**EXERCISE INPUT:**
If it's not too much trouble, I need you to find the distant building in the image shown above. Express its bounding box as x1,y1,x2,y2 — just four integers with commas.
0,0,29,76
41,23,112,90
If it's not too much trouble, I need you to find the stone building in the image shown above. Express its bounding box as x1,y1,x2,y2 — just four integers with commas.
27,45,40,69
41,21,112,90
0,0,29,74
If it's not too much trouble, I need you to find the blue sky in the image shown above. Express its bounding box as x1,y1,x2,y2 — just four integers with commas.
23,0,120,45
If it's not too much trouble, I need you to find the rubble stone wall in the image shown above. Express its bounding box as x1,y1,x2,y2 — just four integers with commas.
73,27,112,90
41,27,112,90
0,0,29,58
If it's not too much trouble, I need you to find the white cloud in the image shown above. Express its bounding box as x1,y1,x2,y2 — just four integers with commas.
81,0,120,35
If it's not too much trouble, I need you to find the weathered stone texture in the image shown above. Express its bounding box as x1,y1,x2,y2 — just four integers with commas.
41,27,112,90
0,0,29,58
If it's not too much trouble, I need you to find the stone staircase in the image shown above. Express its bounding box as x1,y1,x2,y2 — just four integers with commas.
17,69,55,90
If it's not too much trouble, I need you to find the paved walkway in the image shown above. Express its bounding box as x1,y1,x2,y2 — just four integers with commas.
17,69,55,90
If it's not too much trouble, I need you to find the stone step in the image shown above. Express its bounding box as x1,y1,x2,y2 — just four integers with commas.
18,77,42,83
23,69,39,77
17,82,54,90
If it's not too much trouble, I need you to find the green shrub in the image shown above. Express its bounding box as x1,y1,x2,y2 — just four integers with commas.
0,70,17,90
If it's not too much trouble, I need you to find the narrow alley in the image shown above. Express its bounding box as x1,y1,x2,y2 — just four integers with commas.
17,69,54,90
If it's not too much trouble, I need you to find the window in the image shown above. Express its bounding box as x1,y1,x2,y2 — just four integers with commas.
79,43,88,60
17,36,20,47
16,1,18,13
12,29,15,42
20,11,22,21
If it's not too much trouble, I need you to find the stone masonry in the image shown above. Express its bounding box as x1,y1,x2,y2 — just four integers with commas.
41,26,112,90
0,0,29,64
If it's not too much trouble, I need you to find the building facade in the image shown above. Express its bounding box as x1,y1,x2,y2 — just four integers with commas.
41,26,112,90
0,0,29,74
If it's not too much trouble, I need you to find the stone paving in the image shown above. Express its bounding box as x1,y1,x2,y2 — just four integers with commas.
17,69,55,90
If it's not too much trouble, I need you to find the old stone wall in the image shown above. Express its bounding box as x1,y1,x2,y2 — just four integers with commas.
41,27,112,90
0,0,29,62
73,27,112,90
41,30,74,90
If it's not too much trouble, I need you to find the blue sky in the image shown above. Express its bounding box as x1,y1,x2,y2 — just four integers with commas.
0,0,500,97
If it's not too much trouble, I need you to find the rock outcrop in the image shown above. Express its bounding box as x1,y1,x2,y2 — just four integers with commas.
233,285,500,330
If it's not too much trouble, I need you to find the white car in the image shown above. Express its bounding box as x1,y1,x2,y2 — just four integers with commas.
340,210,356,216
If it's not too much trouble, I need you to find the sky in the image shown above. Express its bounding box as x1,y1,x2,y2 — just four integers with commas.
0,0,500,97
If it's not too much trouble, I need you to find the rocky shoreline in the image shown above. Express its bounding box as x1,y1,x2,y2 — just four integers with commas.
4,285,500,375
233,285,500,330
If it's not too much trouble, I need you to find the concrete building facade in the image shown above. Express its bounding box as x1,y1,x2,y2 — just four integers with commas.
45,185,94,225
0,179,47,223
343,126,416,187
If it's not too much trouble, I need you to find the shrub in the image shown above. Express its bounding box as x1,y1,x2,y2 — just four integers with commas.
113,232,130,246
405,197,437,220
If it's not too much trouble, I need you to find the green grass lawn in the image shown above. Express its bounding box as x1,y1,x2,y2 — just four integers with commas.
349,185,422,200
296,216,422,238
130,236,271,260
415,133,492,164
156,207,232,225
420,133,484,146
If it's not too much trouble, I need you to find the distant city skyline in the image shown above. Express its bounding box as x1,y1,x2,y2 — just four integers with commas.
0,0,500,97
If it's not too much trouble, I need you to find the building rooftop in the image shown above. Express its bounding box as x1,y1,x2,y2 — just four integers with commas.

**SET TASK:**
Filter the rows above, copying each line that contains the string "building", matched with case treated as significant.

**TASK RESPONSE:**
If it's not too much trouble, I need you to find the distant building in the image shown above. Express its bounding box as x1,y1,x2,y2 — just four integers with commas.
If it's not too much trouble, I need you to find the stone building in the image shown above. Express its bounding box as x1,y1,x2,y2 — just four integers with commas.
If it's not too much trouble, I need you to find the building facade in the image shown above. Express its bounding box as x1,y1,x2,y2 — just four integers with commas.
If it's not too much trouble, I need you to find the concrete building facade in the image shown above. Express its bounding box as x1,y1,x2,y2 — just four integers with commas.
If it's not too much trouble, I need you to find the building rooftop in the image shown above. Express its bounding box as x1,y1,x2,y2 — just four integers with commas.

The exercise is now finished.